SOURCE TEXT

--- Begin ---

Giter Club home page Giter Club logo

Comments (34)

nyamsprod avatar nyamsprod commented on July 22, 2024

Basically what you suggesting is adding the following methods :

League\Csv\AbstractCsv::setOutputBOM($use_bom_on_output); //$use_bom_on_output is a boolean
League\Csv\AbstractCsv::hasOutputBOM(); // returns true or false

Because we don't want any BC break by default:

League\Csv\AbstractCsv::hasOutputBOM(); returns false

To be clear this will only have an effect on the League\Csv\AbstractCsv::output method.
If you have a better names they are welcomed

from csv.

RomeroMsk avatar RomeroMsk commented on July 22, 2024

Ok, you can make it as you wish :)

from csv.

nyamsprod avatar nyamsprod commented on July 22, 2024

Since it will work on output.. it will be available on both classes Reader and Writer

from csv.

RomeroMsk avatar RomeroMsk commented on July 22, 2024

These names are ok for me.

from csv.

nyamsprod avatar nyamsprod commented on July 22, 2024

The dev-master branch now supports BOM on output you can test it and if everything is good for you it will be release hopefully next week as version 6.3

from csv.

RomeroMsk avatar RomeroMsk commented on July 22, 2024

Checked, it works. Thanks a lot!

from csv.

Heart1010 avatar Heart1010 commented on July 22, 2024

@RomeroMsk Do

$bom = chr(239).chr(187).chr(191);

work for you (which os? It should work on MS Excel Win but not an Mac?)? I've read this as "best solution" for Excel http://stackoverflow.com/questions/155097/microsoft-excel-mangles-diacritics-in-csv-files/1648671#1648671 which uses

/**
   * Export an array as downladable Excel CSV
   * @param array   $header
   * @param array   $data
   * @param string  $filename
   */
  function toCSV($header, $data, $filename) {
    $sep  = "\t";
    $eol  = "\n";
    $csv  =  count($header) ? '"'. implode('"'.$sep.'"', $header).'"'.$eol : '';
    foreach($data as $line) {
      $csv .= '"'. implode('"'.$sep.'"', $line).'"'.$eol;
    }
    $encoded_csv = mb_convert_encoding($csv, 'UTF-16LE', 'UTF-8');
    header('Content-Description: File Transfer');
    header('Content-Type: application/vnd.ms-excel');
    header('Content-Disposition: attachment; filename="'.$filename.'.csv"');
    header('Content-Transfer-Encoding: binary');
    header('Expires: 0');
    header('Cache-Control: must-revalidate, post-check=0, pre-check=0');
    header('Pragma: public');
    header('Content-Length: '. strlen($encoded_csv));
    echo chr(255) . chr(254) . $encoded_csv;
    exit;
  }
PHP can input and output Unicode, but a little different from what Microsoft means: 
when Microsoft says "Unicode", it unexplicitly means little-endian UTF-16 with 
BOM(FF FE = chr(255).chr(254)), whereas PHP's "UTF-16" means big-endian with 
BOM. For this reason, PHP does not seem to be able to output Unicode CSV file for 
Microsoft Excel. Solving this problem is quite simple: just put BOM infront of 
UTF-16LE string.

--- End ---

EXCERPTED DATA
--- Begin ---

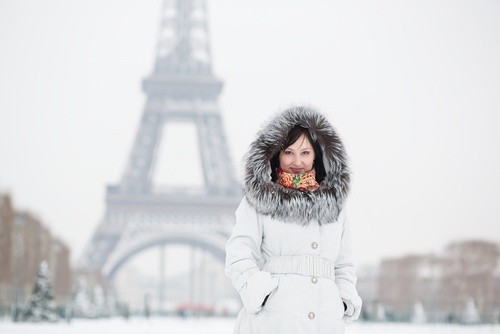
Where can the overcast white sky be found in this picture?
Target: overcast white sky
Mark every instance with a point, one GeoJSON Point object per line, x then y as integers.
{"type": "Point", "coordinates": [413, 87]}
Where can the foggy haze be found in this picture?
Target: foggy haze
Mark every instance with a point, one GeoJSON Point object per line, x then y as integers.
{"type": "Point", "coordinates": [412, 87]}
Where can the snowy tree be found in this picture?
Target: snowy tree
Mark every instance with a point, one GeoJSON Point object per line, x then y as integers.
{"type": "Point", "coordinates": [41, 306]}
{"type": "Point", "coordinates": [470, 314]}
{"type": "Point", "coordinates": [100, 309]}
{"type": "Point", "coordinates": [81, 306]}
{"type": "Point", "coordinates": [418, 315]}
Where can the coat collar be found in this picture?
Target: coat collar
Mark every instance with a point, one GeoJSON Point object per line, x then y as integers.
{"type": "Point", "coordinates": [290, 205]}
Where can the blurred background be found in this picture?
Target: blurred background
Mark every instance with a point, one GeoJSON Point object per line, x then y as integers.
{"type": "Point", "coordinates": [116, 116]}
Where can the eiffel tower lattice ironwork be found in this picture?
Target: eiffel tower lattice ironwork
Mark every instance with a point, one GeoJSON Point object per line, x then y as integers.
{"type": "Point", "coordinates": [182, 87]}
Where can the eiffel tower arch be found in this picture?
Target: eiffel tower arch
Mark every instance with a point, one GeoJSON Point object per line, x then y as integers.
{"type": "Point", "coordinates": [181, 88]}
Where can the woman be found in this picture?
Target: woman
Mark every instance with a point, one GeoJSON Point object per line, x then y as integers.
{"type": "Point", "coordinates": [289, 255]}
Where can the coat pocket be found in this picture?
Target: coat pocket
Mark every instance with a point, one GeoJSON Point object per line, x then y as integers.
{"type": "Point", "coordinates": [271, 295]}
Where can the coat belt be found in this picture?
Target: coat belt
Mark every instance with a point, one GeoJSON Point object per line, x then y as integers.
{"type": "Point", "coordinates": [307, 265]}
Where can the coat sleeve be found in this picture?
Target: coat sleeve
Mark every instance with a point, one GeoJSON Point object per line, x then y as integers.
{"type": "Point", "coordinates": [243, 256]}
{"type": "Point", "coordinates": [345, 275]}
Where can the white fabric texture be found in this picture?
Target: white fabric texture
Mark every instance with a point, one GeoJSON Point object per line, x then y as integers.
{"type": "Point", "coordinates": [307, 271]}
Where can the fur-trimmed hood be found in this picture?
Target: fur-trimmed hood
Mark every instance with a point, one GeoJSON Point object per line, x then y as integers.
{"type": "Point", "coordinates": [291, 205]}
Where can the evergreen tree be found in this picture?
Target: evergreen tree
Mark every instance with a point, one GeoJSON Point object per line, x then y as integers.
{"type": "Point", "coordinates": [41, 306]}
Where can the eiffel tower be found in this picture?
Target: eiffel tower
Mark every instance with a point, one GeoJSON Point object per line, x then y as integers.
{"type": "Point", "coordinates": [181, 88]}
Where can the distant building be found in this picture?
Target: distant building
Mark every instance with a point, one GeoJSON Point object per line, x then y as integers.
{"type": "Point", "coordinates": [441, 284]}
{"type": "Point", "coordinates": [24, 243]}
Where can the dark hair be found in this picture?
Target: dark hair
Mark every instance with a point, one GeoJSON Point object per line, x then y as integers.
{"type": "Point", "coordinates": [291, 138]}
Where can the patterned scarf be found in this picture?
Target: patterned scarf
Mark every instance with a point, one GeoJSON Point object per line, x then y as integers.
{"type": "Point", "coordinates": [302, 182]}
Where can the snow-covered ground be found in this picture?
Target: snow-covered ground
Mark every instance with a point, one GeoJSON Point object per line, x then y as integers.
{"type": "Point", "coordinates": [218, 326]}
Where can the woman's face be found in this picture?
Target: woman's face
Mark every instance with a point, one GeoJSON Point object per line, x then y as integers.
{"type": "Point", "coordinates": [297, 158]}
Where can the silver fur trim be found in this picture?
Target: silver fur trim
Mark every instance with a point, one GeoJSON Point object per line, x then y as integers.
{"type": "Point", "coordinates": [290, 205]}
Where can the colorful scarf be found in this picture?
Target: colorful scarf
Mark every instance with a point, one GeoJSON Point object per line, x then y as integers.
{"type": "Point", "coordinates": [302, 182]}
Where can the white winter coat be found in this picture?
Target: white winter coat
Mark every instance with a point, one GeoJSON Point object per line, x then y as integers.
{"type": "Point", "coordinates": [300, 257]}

--- End ---
--- Begin ---

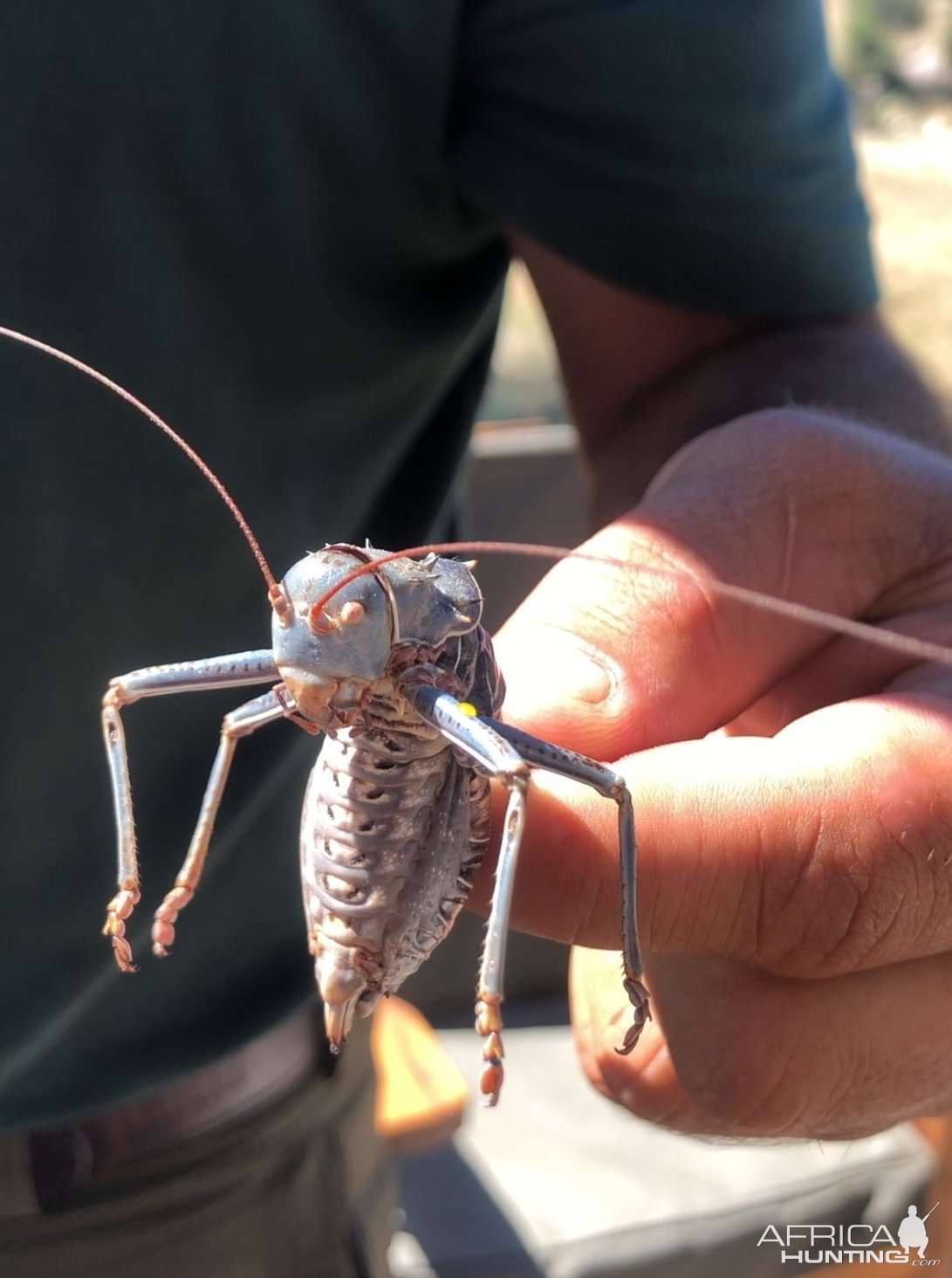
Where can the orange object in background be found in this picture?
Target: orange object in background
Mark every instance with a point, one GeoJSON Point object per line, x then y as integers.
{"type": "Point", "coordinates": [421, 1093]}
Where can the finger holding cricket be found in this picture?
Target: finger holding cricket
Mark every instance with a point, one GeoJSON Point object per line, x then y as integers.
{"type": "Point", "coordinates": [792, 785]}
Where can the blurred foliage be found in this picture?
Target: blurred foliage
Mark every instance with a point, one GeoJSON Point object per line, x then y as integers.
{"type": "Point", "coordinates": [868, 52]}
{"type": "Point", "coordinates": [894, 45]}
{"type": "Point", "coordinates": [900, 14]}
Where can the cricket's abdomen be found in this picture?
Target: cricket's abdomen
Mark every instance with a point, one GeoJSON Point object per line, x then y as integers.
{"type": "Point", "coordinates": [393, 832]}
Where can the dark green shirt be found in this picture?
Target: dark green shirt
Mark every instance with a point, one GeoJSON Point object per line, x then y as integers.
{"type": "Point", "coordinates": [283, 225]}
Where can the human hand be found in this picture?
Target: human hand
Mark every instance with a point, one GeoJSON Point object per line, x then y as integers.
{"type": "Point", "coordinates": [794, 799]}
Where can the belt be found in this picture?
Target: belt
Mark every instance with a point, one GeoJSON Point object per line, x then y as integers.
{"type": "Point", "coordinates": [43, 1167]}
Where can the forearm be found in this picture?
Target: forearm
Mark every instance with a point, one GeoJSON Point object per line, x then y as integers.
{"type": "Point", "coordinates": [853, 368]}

--- End ---

TASK DETAILS
In the CSV byte-order-mark thread, why does the code echo chr(255) . chr(254) in front of the encoded output? Answer in one to three sentences. The data was drawn from a different source than the text.

RIGHT ANSWER
When Microsoft says "Unicode," it means little-endian UTF-16 with the BOM FF FE, while PHP's "UTF-16" means big-endian with a BOM. Because of this, PHP does not seem able to output a Unicode CSV file for Excel. Placing chr(255).chr(254), the FF FE BOM, in front of the UTF-16LE string solves the problem.